Metin.
== == ==

Alper Tan’dan “Yılbaşı” yazısı

Yazarlar
Kanal A Genel Yayın Yönetmeni Alper Tan’ın yılbaşı kutlamaları hakkında kaleme aldığı yazısı.. Cumhuriyet döneminde devlet eliyle sistematik olarak, toplum hızlı bir taklit, özenti, yozlaşma ve yabanc...
EMOJİLE

Kanal A Genel Yayın Yönetmeni Alper Tan’ın yılbaşı kutlamaları hakkında kaleme aldığı yazısı..

Cumhuriyet döneminde devlet eliyle sistematik olarak, toplum hızlı bir taklit, özenti, yozlaşma ve yabancılaşma sürecine sokuldu.

1924’te geri kalmamızın müsebbibi olarak gösterilen Hilafet ilga edildi. Hilafetin şahsında dolaylı olarak geri kalmamızın müsebbibi olarak inançlarımız yani Müslüman olmamız anlatılmak isteniyordu.

1925 şapka darbesiyle şapkadan medeniyet çıkartacaklarını zannedenler, şapkadan tavşan bile çıkartamadılar. Ama şapka giymeyenlerin darağaçlarında çağdaşlık adına boyunlarını kopardılar. 1928 harf veya alfabe darbesiyle yeni nesillerin geçmişle olan bağları kopartıldı.

Resmi tarih bunu gizlese de kılık-kıyafet darbesine itiraz eden 130 kişi bunun bedelini idam sehpalarında ödedi. Yine resmi tarih gizlese de 10 binden fazla insan da harf darbesine karşı çıktığı için idam ve infaz edildi.

1930’larda bu defa kelime ve kavramlarla uğraşarak nesilden nesile mana ve irfan taşıyıcısı olan dilimizin genetiği ile oynadılar. Dede torunun, baba evladın dilini anlamaz hale getirildi. Tarihimizden iyice koptuk ve uzaklaştık. Okullarda okutulan kitaplar bizi, 1920’den, hadi biraz daha açalım 1881’en ötesi olmayan bir millet olarak anlatmaya çalışıyordu. Bu milleti de Mustafa Kemal “yaratmıştı.”

İnancımızın en önemli evrensel sembolü ve işareti olan ezan, 1932’de aslından kopartılıp “öztürkçe” saçmalığı altında 1950’ye kadar farklı bir şekilde okutuldu.

Yememizle, içmemizle, giyim-kuşamımızla, hayat tarzımızla Batı’ya benzedik, onlara özendik. Çok çocuklu olmak modernliğe ve çağdaşlığa aykırı olarak anlatıldı. Gericilik olarak gösterildi. Çatalı sağ eliyle tutanlar bile aşağılandılar. Ramazan bayramının adı “Şeker bayramı” oldu. Kurban Bayramı ise hayvanların kitlesel olarak katledildiği vahşi bir gelenek olarak gösterildi.

== == ==

Sınırlayıcı kutu etiketleme kayıtları

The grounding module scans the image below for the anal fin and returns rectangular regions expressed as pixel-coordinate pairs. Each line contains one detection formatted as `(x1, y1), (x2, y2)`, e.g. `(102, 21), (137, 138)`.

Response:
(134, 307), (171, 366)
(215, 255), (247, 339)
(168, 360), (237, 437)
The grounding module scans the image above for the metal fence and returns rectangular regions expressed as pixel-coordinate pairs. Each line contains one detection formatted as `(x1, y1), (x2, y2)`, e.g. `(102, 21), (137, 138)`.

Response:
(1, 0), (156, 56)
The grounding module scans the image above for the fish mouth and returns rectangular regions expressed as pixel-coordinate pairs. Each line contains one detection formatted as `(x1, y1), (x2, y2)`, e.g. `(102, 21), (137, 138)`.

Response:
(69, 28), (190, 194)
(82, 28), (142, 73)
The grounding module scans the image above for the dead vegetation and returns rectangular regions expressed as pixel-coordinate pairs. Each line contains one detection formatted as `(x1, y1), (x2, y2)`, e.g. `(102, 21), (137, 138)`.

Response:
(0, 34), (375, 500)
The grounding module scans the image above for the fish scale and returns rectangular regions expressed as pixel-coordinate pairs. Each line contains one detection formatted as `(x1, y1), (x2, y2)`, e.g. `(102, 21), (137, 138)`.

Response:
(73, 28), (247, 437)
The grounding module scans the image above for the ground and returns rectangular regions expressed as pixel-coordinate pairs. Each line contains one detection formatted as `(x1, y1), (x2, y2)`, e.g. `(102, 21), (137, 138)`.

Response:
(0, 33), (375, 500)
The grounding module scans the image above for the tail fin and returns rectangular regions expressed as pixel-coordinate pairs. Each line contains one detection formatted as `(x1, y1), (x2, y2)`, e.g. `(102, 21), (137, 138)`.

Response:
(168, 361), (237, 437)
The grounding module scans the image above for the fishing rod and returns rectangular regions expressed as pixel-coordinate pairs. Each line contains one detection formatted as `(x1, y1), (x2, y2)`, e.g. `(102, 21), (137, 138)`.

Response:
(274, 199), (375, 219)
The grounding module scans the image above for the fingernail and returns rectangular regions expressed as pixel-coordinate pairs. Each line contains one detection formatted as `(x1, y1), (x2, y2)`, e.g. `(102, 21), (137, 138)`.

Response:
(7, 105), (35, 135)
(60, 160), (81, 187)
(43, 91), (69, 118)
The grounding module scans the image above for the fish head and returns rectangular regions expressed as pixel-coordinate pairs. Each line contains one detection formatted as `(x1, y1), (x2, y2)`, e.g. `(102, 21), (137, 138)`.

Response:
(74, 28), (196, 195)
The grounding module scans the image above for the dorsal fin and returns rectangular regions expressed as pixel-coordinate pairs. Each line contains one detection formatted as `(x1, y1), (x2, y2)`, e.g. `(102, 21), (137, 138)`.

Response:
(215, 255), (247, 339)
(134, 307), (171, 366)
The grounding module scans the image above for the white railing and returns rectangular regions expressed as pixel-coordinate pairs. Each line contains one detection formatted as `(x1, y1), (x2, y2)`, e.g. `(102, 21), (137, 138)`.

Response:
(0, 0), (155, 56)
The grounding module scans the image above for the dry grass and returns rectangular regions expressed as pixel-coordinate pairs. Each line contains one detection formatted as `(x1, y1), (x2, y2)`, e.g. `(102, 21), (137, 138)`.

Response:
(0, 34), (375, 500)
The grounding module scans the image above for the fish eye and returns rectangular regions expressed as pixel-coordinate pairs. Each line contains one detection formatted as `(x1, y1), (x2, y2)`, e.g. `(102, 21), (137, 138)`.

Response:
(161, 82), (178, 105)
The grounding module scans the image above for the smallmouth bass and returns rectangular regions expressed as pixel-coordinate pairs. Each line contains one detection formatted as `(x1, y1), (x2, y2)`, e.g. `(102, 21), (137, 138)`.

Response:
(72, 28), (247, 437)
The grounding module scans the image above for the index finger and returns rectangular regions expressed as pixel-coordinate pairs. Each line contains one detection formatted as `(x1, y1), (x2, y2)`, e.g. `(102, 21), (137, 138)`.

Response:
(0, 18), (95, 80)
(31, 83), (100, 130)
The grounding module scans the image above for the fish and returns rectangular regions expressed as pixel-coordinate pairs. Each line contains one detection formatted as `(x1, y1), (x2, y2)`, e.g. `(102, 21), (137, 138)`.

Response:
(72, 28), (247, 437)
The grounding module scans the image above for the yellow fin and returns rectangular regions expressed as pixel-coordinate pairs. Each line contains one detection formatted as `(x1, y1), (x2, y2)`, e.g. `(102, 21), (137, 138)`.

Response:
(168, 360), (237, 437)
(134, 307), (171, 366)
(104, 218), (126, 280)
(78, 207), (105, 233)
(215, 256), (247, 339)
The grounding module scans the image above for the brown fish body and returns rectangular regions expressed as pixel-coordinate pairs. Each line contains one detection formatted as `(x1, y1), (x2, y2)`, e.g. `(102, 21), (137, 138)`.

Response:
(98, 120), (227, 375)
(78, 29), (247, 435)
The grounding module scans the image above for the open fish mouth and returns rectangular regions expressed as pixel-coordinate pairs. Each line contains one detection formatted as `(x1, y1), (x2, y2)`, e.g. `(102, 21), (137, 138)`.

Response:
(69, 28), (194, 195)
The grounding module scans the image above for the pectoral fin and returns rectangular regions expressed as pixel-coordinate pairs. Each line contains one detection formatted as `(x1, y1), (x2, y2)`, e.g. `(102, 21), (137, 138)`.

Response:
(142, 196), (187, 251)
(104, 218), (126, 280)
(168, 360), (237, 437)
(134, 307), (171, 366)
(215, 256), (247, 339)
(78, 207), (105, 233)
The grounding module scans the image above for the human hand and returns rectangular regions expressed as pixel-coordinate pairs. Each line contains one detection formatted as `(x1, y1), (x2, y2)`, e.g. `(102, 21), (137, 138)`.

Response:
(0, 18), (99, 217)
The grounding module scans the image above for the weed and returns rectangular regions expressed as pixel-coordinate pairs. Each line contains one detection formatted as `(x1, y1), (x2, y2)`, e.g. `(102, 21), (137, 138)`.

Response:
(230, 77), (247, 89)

== == ==

Yapmanız gerekenler.
- a) Metinde "1925 şapka darbesiyle" ifadesinden "olan bağları kopartıldı." ifadesine kadar uzanan bölümü aynen aktarın.
- b) Metne göre Hilafet hangi yılda ilga edildi?
Kayıtların bu işle hiçbir ilgisi yoktur.

Nihai cevaplar.
- a)
1925 şapka darbesiyle şapkadan medeniyet çıkartacaklarını zannedenler, şapkadan tavşan bile çıkartamadılar. Ama şapka giymeyenlerin darağaçlarında çağdaşlık adına boyunlarını kopardılar. 1928 harf veya alfabe darbesiyle yeni nesillerin geçmişle olan bağları kopartıldı.

- b) Hilafet 1924'te ilga edildi.